> EXTRACT PROVIDED:
_ _ _ _

But to her utter shock, Kyra is actually more surprised by her second surprise visitor much later that evening: Edward's father Tom. Just as frazzled, the elder Sergeant's sudden need for this unplanned awkward reunion in her flat has shaken her visibly to the core.

As it turns out, Tom and Kyra's history is significantly more layered and complex than the friendly, sibling-like bond shared between Edward and Kyra.

Much earlier in her younger days, Kyra is hired as a waitress in one of Tom's early start up eateries and somehow---perhaps because of her charm or her smarts or, something else entirely we can only speculate on---gets wholly welcomed into the Sergeants' lives, eventually even moving into their home, allowing her to become a very close and very trusted unofficial member of the family.

But this close-knit proximity between Tom and Kyra eventually develops into a torrid secret affair that would last for a shockingly long six years, apparently unnoticed all that time by Tom's wife Alice---at least as far as they know. And despite being 20 years younger than the very much married Tom, Kyra carries on with the relationship, all the while fully cognizant that she is outright betraying the trust of two other people she genuinely cares about and she knows cares about her.

The affair does eventually come to an abrupt end only because Alice, one fateful day, discovers Kyra's handwritten love letters left out---supposedly by Tom---in plain view, spilling their truths between their lines. Rather than face the consequences of her role in the scandal, Kyra just bolts, never to return again. Since her departure, Kyra spends her days in a loop: teaching during the day, then coming home to a frigid apartment alone at night, grading papers and cooking thrifty meals for one (admittedly, I was fascinated by her cooking spaghetti live on stage, too). Tom, by contrast, has become even more successful in the restaurant biz, even while his home-life had come crashing down once more with the death of his wife whom he surprisingly chose to stick by throughout her illness.

Which now brings us to the present, where Kyra and Tom's reunion explodes with a swirling hurricane of tension, resentment and hostility, and even, unsurprisingly, lust and, yes, love. The Brits, though, tend to keep things a bit bottled up and close to the vest, so naturally, their emotional truths spill out in tiny trickles rather than a gushing waterfall.

Even before the audience gets to meet Tom in the flesh, the two ex-lovers are already sparring like an old couple, as Kyra is frustrated by Tom's continuous buzz of her front gate's ringer. She angrily hurls her keys downstairs with a force so that Tom---who left the warmth of his chauffeured limousine---could unlock it himself to enter her apartment complex and make his way upstairs to her flat.

Upon arrival, Tom immediately scoffs at Kyra's chosen lifestyle, refusing to believe she is at all okay with everything he's seeing, which is a stark contrast to his own posh standard of living that Kyra herself enjoyed while a resident of his home.

_ _ _ _

Detection examples:
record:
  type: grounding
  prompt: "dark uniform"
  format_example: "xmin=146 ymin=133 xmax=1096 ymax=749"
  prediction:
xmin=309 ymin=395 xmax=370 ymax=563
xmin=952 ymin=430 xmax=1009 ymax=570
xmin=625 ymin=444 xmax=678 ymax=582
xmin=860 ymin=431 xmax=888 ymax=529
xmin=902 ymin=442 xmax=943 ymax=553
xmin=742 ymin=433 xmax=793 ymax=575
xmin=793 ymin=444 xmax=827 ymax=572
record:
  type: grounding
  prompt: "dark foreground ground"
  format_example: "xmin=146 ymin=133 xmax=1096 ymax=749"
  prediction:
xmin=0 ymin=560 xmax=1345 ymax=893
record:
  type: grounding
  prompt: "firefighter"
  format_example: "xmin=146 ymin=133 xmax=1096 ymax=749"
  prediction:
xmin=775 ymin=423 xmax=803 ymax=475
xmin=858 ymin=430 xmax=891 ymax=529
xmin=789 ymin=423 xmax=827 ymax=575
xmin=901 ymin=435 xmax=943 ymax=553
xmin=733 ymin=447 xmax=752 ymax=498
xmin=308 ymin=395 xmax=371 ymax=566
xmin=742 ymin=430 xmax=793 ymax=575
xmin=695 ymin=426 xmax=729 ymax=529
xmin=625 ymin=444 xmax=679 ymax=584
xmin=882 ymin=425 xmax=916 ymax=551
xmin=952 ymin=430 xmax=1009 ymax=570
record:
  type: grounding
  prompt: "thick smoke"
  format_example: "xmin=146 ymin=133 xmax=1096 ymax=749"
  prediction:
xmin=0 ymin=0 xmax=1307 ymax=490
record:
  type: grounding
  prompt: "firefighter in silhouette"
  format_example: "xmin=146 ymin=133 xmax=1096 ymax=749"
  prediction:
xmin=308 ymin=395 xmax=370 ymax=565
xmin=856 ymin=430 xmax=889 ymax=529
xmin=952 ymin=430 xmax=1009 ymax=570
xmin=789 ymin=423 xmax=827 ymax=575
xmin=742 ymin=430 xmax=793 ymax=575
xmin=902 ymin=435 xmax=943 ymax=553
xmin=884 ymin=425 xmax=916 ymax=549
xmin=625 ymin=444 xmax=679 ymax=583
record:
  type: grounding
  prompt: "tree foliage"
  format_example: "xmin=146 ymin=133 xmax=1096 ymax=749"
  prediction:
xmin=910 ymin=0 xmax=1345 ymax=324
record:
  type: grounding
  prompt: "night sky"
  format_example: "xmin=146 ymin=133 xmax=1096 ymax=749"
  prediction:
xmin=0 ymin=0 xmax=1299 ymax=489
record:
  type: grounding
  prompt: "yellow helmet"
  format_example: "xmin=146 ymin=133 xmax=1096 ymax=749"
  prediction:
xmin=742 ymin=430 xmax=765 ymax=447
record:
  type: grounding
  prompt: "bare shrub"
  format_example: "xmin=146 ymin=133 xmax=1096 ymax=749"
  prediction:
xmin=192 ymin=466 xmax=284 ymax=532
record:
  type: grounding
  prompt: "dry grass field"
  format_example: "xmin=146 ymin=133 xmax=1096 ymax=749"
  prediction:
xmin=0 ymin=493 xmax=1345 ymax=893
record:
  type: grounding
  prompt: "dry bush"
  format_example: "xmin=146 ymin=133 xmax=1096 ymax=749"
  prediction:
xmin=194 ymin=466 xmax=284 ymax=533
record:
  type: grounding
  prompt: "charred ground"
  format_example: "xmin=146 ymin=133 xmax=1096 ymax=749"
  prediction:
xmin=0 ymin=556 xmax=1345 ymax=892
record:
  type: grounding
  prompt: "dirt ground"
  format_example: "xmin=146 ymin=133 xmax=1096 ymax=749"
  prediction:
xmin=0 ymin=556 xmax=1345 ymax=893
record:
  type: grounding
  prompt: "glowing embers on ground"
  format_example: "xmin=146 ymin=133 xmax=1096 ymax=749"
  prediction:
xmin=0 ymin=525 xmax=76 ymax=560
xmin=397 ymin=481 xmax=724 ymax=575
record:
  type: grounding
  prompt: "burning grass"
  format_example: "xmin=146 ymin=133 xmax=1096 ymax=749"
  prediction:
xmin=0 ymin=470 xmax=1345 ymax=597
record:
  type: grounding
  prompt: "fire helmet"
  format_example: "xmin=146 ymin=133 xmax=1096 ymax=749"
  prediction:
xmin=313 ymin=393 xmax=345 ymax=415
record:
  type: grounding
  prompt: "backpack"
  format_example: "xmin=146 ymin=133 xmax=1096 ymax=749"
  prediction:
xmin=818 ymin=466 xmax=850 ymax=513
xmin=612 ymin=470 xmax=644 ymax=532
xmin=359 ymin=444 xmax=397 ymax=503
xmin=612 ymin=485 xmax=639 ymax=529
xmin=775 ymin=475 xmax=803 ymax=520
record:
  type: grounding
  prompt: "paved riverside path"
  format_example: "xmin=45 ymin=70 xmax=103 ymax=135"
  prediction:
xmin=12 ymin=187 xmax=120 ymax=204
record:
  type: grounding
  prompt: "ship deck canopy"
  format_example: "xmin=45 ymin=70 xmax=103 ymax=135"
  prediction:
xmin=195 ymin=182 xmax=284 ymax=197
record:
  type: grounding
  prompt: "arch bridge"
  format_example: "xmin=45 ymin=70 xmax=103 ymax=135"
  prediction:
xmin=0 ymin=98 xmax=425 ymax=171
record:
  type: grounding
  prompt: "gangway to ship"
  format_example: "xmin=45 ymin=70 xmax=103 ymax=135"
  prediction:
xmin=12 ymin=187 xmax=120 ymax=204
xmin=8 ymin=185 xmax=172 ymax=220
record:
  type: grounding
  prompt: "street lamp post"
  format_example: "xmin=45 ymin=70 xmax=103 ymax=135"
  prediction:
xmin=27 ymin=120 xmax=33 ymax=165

_ _ _ _

> THE TASKS:
**a)** Answer these questions about the passage on Kyra and Tom, marking each answer to match:
(i) How long did the affair between Tom and Kyra last?
(ii) What job was Kyra hired for at one of Tom's early eateries?
(iii) What does Kyra throw downstairs so that Tom can let himself in?
**b)** Carry on the passage about Kyra and Tom from the point where it stops.
The data plays no role here.

> RESPONSES TO THE EXERCISE:
**a)**
(i) Six years.
(ii) Waitress.
(iii) Her keys.

**b)**
For her part, Kyra seems content with the reinvented life she has since taken on, yet if you look closely (a testament to Martin's exceptional performance), she still appears palpably in flux. Living very modestly in isolation in a stuffy, dreary-looking apartment that hardly lets in any light, Kyra's current situation is quite the opposite of her former life at the mansion where a skylight always allowed her to be bathed in sunshine (well, at least when it's not your typical overcast day). But lest you forget, her position now as a school teacher in a rougher part of the city seems partially (if not all) motivated by her values in helping out the less fortunate---a sentiment she wishes Tom would similarly possess, given that he's in a much more comfortable position to do so.

What transpires in the remainder of the play is a gripping summit between two very strong-minded people with very strong convictions. They vehemently confront their shared past, then openly gun for each other's foibles (no matter how vicious they get), exposing long-held emotions and newly discovered viewpoints. Both Kyra and Tom---though probably forever entangled despite time and distance---must now grapple with the changes (or lack thereof) that has since transpired while they both continued their lives apart since the big blowup.

Hare uses each character as a mouthpiece for their own stringent, often irreversible world views and ideologies that color their stance on everything---from politics, world economics, and beyond. This, naturally, adds another layer for their arguments about their love affair.

Tom, much older, much wealthier, and more set in his conservative-leaning ways, is quick to judge Kyra on her new chosen bohemian-like lifestyle of personally home-cooked meals, dilapidated surroundings, and the sad little commoner's plug-in heater incapable of producing enough warmth even for a tiny flea.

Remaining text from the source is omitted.